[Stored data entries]
+ + + + +
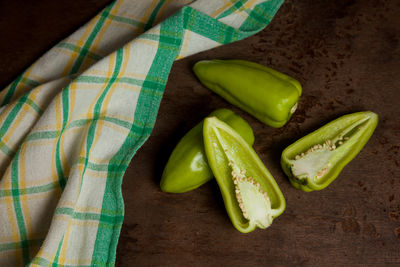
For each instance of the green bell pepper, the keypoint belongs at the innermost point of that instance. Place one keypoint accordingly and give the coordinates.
(315, 161)
(187, 166)
(251, 196)
(267, 94)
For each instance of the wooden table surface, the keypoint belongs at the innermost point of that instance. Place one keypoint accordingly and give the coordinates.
(346, 54)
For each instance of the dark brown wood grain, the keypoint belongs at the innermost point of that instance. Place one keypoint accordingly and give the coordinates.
(345, 53)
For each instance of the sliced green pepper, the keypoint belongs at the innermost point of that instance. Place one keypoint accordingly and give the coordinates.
(315, 161)
(267, 94)
(187, 166)
(251, 196)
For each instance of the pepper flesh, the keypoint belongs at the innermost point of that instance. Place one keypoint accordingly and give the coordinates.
(251, 196)
(316, 160)
(187, 167)
(267, 94)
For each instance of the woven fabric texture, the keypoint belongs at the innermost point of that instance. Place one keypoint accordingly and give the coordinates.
(71, 123)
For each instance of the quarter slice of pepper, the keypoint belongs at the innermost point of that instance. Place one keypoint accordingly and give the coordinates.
(316, 160)
(187, 166)
(251, 196)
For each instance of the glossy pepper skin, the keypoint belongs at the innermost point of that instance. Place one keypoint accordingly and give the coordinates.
(316, 160)
(251, 196)
(187, 167)
(267, 94)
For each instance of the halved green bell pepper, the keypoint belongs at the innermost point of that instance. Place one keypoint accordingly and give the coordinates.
(315, 161)
(267, 94)
(187, 166)
(251, 196)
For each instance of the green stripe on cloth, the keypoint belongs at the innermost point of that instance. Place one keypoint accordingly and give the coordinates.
(62, 179)
(11, 91)
(89, 41)
(236, 6)
(78, 49)
(153, 15)
(18, 245)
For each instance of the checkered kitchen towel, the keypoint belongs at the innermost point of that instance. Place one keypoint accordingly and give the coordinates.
(70, 124)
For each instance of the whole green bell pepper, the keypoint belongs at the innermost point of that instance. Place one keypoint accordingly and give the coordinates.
(315, 161)
(251, 196)
(187, 166)
(267, 94)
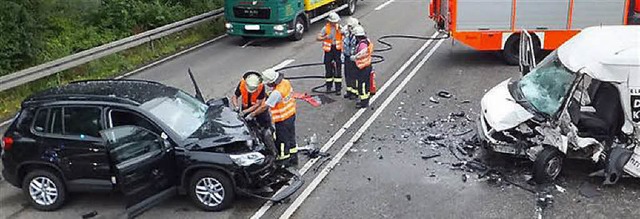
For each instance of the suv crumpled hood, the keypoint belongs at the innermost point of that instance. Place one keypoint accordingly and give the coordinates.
(500, 109)
(223, 126)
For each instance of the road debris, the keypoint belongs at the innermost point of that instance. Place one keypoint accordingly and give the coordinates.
(429, 156)
(90, 215)
(444, 94)
(589, 190)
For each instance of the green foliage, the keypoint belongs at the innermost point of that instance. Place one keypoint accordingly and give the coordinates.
(112, 65)
(36, 31)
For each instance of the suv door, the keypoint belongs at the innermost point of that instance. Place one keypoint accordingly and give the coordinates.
(72, 140)
(144, 165)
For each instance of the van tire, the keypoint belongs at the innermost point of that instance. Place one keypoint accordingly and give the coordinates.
(547, 165)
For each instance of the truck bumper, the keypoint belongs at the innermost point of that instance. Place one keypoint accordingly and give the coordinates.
(259, 30)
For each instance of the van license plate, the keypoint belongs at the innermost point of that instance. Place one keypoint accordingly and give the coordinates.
(252, 27)
(633, 166)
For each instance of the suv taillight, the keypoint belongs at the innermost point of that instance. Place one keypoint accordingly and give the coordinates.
(7, 143)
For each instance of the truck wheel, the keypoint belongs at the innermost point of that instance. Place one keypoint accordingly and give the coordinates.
(511, 51)
(45, 190)
(211, 190)
(547, 165)
(351, 9)
(299, 29)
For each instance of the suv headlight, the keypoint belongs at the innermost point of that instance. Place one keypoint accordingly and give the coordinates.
(247, 159)
(278, 27)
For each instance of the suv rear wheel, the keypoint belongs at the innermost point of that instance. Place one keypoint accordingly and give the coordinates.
(211, 190)
(45, 190)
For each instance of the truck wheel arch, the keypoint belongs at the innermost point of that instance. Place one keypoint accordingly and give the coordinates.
(511, 40)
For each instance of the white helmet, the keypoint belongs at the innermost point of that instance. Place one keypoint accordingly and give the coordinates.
(358, 30)
(252, 81)
(270, 76)
(352, 21)
(333, 17)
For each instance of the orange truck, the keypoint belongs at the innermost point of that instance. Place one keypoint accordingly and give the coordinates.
(495, 25)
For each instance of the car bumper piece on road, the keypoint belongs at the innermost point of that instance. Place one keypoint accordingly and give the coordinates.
(294, 184)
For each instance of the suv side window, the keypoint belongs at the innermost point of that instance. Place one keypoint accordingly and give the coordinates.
(82, 121)
(48, 120)
(40, 122)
+ + + + +
◆ **Exercise directions**
Copy all of the data above line for line, without changing a word, and omit the pictures from your copy.

◆ **Solution**
For each instance of the green bell pepper, the keypoint belongs at the innermost point of that instance. Place one keypoint accordingly and give the coordinates.
(315, 161)
(187, 166)
(251, 196)
(267, 94)
For each instance of the wooden table surface, the keypoint belongs at the innermost point of that instance. Place one keypoint accordingly and give the coordinates.
(346, 54)
For each instance of the dark brown wood grain, the keypoint belongs at the innermost point of that instance. Place one keypoint accordingly and give the coordinates.
(345, 53)
For each instance of the sliced green pepper, the keypoint belongs at the innermost point of that instance. Place one keypoint accordingly and give the coordinates.
(315, 161)
(267, 94)
(187, 166)
(251, 196)
For each instance of the pepper flesh, the keypoint belongs at the innermost point of that instance. Place one keypoint accordingly and give the coordinates.
(251, 196)
(316, 160)
(187, 167)
(267, 94)
For each instance of the woven fabric texture, the keypoint belongs at the innermost point of that instance. Place one keypoint accordingly and give the coordinates.
(71, 123)
For each instance of the quarter slice of pepper, the keypoint belongs at the innermost point of that instance. Place one keypoint accordingly and give the coordinates.
(316, 160)
(187, 166)
(251, 196)
For each instance of the glossy pepper skin, the keypoint belongs at the innermost point of that instance. Place one keypoint accordingly and give the coordinates.
(316, 160)
(251, 196)
(187, 167)
(267, 94)
For each instance of the halved green bell pepper, the keypoint belongs at the innermost point of that instance. Place one keypoint accordingly and give the coordinates.
(315, 161)
(267, 94)
(187, 166)
(251, 196)
For each instance of the green stripe on cloth, the keypoint belongs at the innermost point of that instance. Place one keypoint accordingly and give the coordinates.
(62, 179)
(11, 91)
(89, 41)
(236, 6)
(78, 49)
(153, 15)
(18, 245)
For each instance of the checkered kitchen towel, the keypoint belongs at the innermost point of that instance. Place one keypoint accordingly and give the coordinates.
(70, 124)
For each instance of the whole green bell pepper, the keypoint belongs at the innermost point of that instance. Place one keypoint accordingly and give the coordinates.
(315, 161)
(251, 196)
(187, 166)
(267, 94)
For each instance of the suv crumpled hood, the keypoint belongs at the innermost point of that instance. Place one keypoint accordingly and give the coordinates.
(500, 109)
(223, 126)
For each instance of the road debris, the keypoint belongs at the innermost point of that instance. Place one keypoint accordingly and give the coordinates.
(429, 156)
(90, 215)
(444, 94)
(589, 190)
For each instance of the green foliage, the keypoint belongs at the innermost point of that instance. Place one keypoint accordingly and give the coordinates.
(112, 65)
(36, 31)
For each instance of the suv door, the keypoint belongs at the innermost point of that instance. Place one keypoint accordingly and give the coordinates.
(72, 140)
(144, 165)
For each instance of the van tire, the keypoint belongs at the innermost point of that instance. Place one keypoint accordingly and give the coordinates.
(547, 165)
For each instance of the truck bumper, the keypoint belongs at the innermost point of that instance. Place one keypoint accordingly and give the coordinates.
(259, 30)
For each instance of the van license plate, the keypoint belongs at the innermost point of that instance. Place one keypoint accordingly and give the coordinates.
(252, 27)
(633, 166)
For each instance of the suv taillight, the keypoint belongs at the innermost point of that instance. Place one keypoint accordingly and give the coordinates.
(7, 143)
For each instance of the truck wheel, the keypoint belongs at the innermost point of that instance. Place one keypoint accordingly and give the coordinates.
(511, 51)
(45, 190)
(211, 190)
(547, 165)
(351, 9)
(299, 29)
For each instance of the suv headlight, the keypoint belongs at the innermost point of that instance. Place one keypoint accordingly and give the coordinates.
(247, 159)
(278, 27)
For each instance of the suv rear wheel, the keypoint belongs at the innermost point of that instance. Place one keypoint accordingly and give the coordinates.
(211, 190)
(45, 190)
For each instance of the truck wheel arch, the keypoint belongs at the innermost point of that instance. Place one keypoint accordingly and give the coordinates.
(511, 40)
For each instance of the white helmet, the keypoint belongs at the innermost point of that instance. Place one keypoint accordingly and give the coordinates.
(358, 30)
(252, 81)
(270, 76)
(352, 21)
(333, 17)
For each instance of the orange truck, the keypoint belongs at the innermost point of that instance. Place one keypoint accordingly and give the coordinates.
(495, 25)
For each instance of the car bumper piece on road, the keypoint belongs at the innermost point of that instance. Place one keypoint accordingly and give the coordinates.
(294, 184)
For each instance of the suv side window, the keypoint belongs at the innermost point of that instance. Place one keypoint accordingly and give the coordinates.
(82, 121)
(48, 120)
(40, 122)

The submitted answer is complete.